EXERCISE AIM => Update the records below by replacing every "simplified" with "reduced" and leaving everything else as it is.

ENTRIES SHOWN =>
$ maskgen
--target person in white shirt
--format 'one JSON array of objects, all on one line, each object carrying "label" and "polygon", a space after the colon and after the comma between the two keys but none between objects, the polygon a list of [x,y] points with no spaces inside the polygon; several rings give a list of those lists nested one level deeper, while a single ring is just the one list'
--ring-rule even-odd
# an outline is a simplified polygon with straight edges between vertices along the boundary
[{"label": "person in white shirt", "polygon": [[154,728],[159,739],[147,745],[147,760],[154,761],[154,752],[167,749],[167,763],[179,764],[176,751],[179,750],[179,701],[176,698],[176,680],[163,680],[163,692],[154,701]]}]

OUTPUT BELOW =>
$ maskgen
--target person in white shirt
--format 'one JSON array of objects, all on one line, each object carrying "label" and "polygon", a space after the colon and after the comma between the two keys but none between objects, the polygon a list of [x,y] points with no spaces inside the polygon; several rings give a list of those lists nested one level deeper, while a single ring is just the one list'
--ring-rule even-odd
# an outline is a reduced polygon with straight edges between vertices along the boundary
[{"label": "person in white shirt", "polygon": [[154,728],[159,739],[147,745],[147,760],[154,761],[154,752],[167,749],[167,763],[179,764],[176,751],[179,750],[179,701],[176,698],[176,680],[163,680],[163,692],[154,701]]}]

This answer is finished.